> _Dataset extract_
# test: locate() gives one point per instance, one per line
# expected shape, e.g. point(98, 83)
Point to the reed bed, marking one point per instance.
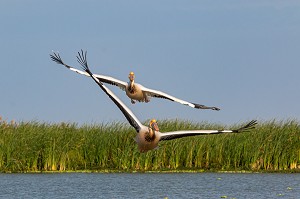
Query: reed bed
point(34, 147)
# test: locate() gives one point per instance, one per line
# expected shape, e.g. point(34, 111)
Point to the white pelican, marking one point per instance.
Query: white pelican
point(148, 137)
point(135, 91)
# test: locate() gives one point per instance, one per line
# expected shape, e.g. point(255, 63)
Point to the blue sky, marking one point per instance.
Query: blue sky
point(241, 56)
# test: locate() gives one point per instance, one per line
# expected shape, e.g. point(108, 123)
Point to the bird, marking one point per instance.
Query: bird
point(148, 137)
point(136, 92)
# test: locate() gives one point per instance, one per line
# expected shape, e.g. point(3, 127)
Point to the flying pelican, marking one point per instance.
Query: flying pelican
point(148, 137)
point(135, 91)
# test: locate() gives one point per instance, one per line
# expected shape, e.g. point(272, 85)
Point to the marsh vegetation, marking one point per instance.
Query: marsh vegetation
point(35, 146)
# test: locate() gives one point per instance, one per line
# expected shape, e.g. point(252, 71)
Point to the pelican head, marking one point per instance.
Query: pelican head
point(153, 125)
point(131, 76)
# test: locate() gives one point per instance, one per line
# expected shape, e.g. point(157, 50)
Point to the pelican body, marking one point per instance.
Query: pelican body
point(148, 137)
point(135, 91)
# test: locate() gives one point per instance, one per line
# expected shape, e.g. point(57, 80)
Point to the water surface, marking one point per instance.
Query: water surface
point(149, 185)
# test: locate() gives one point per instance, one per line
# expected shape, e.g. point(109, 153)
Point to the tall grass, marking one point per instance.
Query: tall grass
point(33, 146)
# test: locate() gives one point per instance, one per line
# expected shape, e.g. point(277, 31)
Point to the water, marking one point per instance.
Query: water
point(137, 185)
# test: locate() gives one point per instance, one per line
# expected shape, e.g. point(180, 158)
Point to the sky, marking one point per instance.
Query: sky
point(241, 56)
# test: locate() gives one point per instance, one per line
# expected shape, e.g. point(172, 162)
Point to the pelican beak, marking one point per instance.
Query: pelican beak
point(153, 125)
point(131, 76)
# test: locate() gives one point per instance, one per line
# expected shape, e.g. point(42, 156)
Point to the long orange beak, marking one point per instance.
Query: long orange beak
point(153, 125)
point(131, 76)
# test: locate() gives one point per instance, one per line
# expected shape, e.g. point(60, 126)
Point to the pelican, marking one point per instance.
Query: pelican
point(148, 137)
point(135, 91)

> _What you are asked to do_
Down to the last line, print the material exactly, but not its pictures.

> _Response to this exercise_
# test: locate() gives one point per instance, one per line
# expected shape, e.g. point(98, 83)
Point to the reed bed, marking one point per instance.
Query: reed bed
point(34, 147)
# test: locate() gives one point per instance, one per line
# expected shape, e.g. point(34, 111)
Point to the white pelican, marking one point per instance.
Query: white pelican
point(148, 137)
point(135, 91)
# test: locate() gives one point per instance, one per line
# expected shape, e.g. point(255, 63)
Point to the blue sky, marking one point per instance.
Query: blue sky
point(241, 56)
# test: locate() gives one point per instance, one per line
# expected shape, e.g. point(108, 123)
Point to the bird, marking one point per instance.
Query: bird
point(148, 137)
point(136, 92)
# test: locate() gives one point per instance, one per line
# expected shape, e.g. point(3, 127)
Point to the flying pelican, marking one point per instance.
Query: flying pelican
point(148, 137)
point(135, 91)
# test: locate() gives one point per instance, one per line
# expected shape, e.g. point(272, 85)
Point to the marsh vegetation, marking one point per instance.
Query: marsh vegetation
point(35, 146)
# test: locate() gives one point per instance, one per line
# expected shape, e.g. point(252, 71)
Point to the pelican head, marking one point per instance.
Query: pelican head
point(153, 125)
point(131, 76)
# test: locate() gives one point per instance, one per line
# expected shape, e.g. point(157, 50)
Point to the pelican body, marking one point per instance.
Query: pelican body
point(148, 137)
point(135, 91)
# test: locate() gives one point per instance, one per line
# expected shape, e.g. point(57, 80)
Point to the water surface, marking one point per instance.
Query: water surface
point(149, 185)
# test: locate() gives one point per instance, one per line
# expected shape, e.g. point(109, 153)
Point to the tall grass, marking one point per instance.
Query: tall grass
point(33, 146)
# test: locate() gives one point per instance, one per line
# expected shape, e.g. point(277, 31)
Point to the water, marking one point per instance.
Query: water
point(137, 185)
# test: locate() gives one point per instance, one per line
# expected shape, e.g. point(180, 158)
Point to the sky, marking one point per instance.
Query: sky
point(241, 56)
# test: locate() gives one point per instance, one per line
# expected shape, e.g. point(172, 162)
Point to the pelican beak, marking one point per instance.
Query: pelican beak
point(153, 125)
point(131, 76)
# test: locate() gives one point per instance, one per line
# expected shape, e.g. point(42, 156)
Point to the long orange beak, marking one point per instance.
Query: long orange beak
point(153, 125)
point(131, 76)
# test: locate() gives one point per instance, one per line
# expected shape, e.g. point(60, 126)
Point to the pelican, marking one point per instance.
Query: pelican
point(148, 137)
point(135, 91)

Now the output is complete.